• **What the task asks**
Return, word for word, the passage of the article on Pennsylvania's medical cannabis law changes that begins at the words "New changes to" and stops after the words "back in 2016.".

• **Text shown**
======
Pennsylvania increases medical cannabis purchase limits, among other law updates

Bethan Rose Jenkins, Cannabis News Writer/Editorial

New changes to Pennsylvania’s medical cannabis laws are expected to increase the single-visit patient purchase limit by more than three times the existing amount. As a direct effect of providing patients with a  three-month supply as opposed to a 30-day supply dispensaries could increase their earnings and registered patients could gain greater access to their medicine.

Governor Tom Wolf signed House Bill 1024 into law on Wednesday, June 30. HB 1024 responds to amendment suggestions that were initially suggested by the Department of Health. The revisions were proposed as a means of editing the Medical Marijuana Act, which was signed into effect back in 2016. 

Pennsylvania’s cannabis law amendments stipulate that patient safety standards will be enhanced, in addition to the quality of products contained in the state’s medical cannabis program. Moreover, the signing of HB 1024 will prompt the Medical Marijuana Advisory Board to broaden the state’s list of qualifying conditions.

“It’s been five years since Pennsylvania legalized medical [cannabis], and in that time the Department of Health has examined the program’s successes and challenges and made important recommendations on improving the law,” reads an official statement from Gov. Wolf. “This legislation provides important updates to our state’s medical [cannabis] program to ensure that patients have improved access to medication.”
======
• **Given entries**
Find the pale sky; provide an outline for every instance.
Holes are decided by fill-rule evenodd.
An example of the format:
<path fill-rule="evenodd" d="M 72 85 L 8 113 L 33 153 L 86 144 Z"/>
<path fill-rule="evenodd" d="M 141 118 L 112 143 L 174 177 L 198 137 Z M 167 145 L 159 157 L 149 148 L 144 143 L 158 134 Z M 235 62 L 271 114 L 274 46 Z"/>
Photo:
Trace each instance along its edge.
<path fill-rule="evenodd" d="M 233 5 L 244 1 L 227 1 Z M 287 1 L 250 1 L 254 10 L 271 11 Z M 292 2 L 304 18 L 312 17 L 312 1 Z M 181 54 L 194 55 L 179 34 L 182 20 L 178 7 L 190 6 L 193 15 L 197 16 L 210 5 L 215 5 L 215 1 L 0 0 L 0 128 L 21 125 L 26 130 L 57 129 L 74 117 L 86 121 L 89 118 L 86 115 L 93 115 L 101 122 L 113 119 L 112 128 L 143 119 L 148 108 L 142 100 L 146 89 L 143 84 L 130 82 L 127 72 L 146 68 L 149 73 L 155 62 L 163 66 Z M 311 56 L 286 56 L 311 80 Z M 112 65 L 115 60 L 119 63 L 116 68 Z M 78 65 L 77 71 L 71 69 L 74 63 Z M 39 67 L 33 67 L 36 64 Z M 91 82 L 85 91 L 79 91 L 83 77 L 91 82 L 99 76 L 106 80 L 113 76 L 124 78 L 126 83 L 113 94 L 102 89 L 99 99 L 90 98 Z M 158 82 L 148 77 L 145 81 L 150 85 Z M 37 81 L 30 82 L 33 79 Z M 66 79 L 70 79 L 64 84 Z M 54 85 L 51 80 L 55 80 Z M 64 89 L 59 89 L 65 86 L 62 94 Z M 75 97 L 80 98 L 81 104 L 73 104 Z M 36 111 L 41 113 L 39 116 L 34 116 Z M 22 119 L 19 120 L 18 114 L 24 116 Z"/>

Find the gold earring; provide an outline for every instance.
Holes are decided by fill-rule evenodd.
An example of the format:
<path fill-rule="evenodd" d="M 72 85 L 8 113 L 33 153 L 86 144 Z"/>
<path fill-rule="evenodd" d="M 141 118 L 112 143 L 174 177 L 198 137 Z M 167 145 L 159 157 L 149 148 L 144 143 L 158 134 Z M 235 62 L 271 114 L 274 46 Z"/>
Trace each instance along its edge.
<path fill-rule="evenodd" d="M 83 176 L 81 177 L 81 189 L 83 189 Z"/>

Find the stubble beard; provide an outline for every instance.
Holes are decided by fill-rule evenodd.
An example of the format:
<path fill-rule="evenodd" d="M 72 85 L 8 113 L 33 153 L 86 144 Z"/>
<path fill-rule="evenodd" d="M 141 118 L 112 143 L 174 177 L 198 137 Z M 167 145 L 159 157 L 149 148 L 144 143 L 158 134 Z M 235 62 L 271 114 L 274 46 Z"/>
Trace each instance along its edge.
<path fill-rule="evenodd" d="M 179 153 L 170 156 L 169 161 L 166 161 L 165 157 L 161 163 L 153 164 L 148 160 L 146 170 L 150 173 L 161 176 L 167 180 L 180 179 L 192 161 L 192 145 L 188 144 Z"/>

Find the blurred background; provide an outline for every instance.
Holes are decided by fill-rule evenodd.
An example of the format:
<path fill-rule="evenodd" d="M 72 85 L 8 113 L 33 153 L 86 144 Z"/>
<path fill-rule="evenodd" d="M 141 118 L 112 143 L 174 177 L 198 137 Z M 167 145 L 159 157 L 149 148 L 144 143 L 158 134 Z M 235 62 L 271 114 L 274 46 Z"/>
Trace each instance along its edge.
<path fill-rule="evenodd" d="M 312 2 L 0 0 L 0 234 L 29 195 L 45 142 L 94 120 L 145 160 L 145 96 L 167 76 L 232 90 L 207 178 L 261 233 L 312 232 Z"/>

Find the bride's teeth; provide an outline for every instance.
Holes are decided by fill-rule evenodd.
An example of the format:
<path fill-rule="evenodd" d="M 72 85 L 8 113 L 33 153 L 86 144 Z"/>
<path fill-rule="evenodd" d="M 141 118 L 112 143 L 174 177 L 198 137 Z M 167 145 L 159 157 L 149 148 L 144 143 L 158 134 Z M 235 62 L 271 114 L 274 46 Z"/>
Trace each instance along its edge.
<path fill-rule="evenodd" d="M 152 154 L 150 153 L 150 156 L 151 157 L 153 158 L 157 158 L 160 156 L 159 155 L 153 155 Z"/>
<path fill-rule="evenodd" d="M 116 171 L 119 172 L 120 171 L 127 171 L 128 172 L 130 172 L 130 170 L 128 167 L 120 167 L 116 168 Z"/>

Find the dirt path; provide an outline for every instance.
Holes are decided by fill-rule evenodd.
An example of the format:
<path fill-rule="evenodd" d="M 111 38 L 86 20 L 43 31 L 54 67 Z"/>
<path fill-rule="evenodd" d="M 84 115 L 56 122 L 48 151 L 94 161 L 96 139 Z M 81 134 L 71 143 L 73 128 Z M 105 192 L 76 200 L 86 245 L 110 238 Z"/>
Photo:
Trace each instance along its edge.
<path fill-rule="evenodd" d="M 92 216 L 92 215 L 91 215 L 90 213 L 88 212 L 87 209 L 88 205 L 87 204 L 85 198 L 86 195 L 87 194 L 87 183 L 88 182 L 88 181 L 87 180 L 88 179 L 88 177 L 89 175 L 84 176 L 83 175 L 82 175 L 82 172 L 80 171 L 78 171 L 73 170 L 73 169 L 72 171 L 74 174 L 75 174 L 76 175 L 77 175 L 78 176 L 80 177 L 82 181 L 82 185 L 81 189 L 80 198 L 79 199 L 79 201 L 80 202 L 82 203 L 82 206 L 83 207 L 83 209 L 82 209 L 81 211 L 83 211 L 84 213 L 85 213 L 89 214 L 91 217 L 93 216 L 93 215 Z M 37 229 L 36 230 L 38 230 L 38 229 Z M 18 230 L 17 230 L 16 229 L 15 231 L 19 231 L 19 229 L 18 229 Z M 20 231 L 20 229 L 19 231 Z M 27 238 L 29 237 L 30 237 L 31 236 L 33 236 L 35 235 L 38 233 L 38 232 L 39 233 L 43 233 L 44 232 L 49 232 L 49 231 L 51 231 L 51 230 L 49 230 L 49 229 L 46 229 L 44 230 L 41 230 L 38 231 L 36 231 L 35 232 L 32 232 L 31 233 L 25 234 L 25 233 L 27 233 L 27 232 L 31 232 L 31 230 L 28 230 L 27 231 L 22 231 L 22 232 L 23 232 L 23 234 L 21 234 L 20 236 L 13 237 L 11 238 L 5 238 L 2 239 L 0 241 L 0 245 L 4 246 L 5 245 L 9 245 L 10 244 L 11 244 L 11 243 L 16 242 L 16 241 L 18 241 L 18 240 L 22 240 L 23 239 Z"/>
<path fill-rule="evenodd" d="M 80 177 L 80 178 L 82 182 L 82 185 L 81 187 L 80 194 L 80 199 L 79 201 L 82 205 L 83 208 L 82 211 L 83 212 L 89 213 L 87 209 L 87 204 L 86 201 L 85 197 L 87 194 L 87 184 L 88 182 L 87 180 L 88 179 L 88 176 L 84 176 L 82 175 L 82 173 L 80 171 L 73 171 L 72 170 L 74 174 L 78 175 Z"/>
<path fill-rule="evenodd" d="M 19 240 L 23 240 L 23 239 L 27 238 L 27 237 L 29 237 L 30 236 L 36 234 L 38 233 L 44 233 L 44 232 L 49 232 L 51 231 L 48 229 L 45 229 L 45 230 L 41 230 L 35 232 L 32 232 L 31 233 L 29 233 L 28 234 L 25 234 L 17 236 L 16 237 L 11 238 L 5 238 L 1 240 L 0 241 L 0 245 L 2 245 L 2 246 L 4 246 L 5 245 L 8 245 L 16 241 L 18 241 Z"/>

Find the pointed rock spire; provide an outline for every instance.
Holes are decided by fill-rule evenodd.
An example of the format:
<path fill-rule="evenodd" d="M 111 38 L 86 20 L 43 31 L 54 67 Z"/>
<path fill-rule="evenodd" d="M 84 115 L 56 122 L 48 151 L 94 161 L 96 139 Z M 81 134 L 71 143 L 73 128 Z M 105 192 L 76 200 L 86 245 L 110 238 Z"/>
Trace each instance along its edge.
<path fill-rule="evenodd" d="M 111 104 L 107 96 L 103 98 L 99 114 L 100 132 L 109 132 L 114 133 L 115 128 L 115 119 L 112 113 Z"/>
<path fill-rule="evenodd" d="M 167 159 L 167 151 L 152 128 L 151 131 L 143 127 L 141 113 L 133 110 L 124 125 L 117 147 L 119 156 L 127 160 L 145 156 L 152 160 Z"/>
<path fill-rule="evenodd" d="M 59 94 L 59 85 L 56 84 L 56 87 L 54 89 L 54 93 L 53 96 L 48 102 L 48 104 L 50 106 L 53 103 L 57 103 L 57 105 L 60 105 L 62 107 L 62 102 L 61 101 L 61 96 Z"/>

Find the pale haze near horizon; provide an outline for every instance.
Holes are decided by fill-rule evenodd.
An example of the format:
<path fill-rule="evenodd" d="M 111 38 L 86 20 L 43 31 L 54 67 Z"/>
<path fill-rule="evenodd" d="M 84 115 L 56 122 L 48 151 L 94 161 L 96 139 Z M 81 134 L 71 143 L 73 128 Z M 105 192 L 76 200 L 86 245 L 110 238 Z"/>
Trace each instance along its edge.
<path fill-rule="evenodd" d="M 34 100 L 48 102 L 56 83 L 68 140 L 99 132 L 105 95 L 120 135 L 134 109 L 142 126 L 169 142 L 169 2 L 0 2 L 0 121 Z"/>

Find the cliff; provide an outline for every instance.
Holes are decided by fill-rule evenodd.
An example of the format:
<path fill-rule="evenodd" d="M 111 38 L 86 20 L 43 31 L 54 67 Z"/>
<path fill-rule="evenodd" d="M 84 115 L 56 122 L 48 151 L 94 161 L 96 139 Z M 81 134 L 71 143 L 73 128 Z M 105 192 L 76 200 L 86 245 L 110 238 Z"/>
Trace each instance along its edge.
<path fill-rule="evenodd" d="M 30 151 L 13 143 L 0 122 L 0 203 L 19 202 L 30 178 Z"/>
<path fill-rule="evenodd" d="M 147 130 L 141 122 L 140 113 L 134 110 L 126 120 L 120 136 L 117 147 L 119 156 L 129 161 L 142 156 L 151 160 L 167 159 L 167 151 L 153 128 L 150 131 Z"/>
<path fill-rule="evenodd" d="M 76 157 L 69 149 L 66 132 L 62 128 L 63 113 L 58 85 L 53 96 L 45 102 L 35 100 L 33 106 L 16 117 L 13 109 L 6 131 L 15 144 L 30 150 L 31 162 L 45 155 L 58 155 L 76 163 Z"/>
======
• **Solution for this problem**
New changes to Pennsylvania’s medical cannabis laws are expected to increase the single-visit patient purchase limit by more than three times the existing amount. As a direct effect of providing patients with a  three-month supply as opposed to a 30-day supply dispensaries could increase their earnings and registered patients could gain greater access to their medicine.

Governor Tom Wolf signed House Bill 1024 into law on Wednesday, June 30. HB 1024 responds to amendment suggestions that were initially suggested by the Department of Health. The revisions were proposed as a means of editing the Medical Marijuana Act, which was signed into effect back in 2016.